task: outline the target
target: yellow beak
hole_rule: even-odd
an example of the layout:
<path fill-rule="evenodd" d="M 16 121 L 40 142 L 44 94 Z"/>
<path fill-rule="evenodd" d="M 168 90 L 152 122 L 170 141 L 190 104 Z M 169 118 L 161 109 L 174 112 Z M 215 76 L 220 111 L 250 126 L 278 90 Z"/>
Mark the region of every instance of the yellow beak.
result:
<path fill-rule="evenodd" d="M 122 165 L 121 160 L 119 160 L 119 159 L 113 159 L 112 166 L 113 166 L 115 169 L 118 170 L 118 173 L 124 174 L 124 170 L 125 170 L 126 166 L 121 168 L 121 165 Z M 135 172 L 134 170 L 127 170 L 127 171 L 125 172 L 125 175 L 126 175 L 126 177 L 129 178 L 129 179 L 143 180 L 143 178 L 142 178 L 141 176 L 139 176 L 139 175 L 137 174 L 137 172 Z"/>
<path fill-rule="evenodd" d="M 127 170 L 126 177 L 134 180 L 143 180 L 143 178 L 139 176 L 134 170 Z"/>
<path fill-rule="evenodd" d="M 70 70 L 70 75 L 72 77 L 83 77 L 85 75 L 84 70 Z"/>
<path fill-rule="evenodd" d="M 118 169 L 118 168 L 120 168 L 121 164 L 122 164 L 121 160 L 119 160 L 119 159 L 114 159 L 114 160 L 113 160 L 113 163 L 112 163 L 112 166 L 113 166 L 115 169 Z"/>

◆ **PROBLEM DESCRIPTION**:
Print the listing above from its first line through the line with "Mark the region", and stop there.

◆ **WRITTEN REPLY**:
task: outline the target
target: yellow beak
hole_rule: even-odd
an example of the layout:
<path fill-rule="evenodd" d="M 16 121 L 40 142 L 44 94 Z"/>
<path fill-rule="evenodd" d="M 168 90 L 152 122 L 170 141 L 190 104 Z M 169 118 L 161 109 L 174 112 Z M 215 76 L 220 111 L 250 126 L 278 90 Z"/>
Mark the region of every instance of the yellow beak.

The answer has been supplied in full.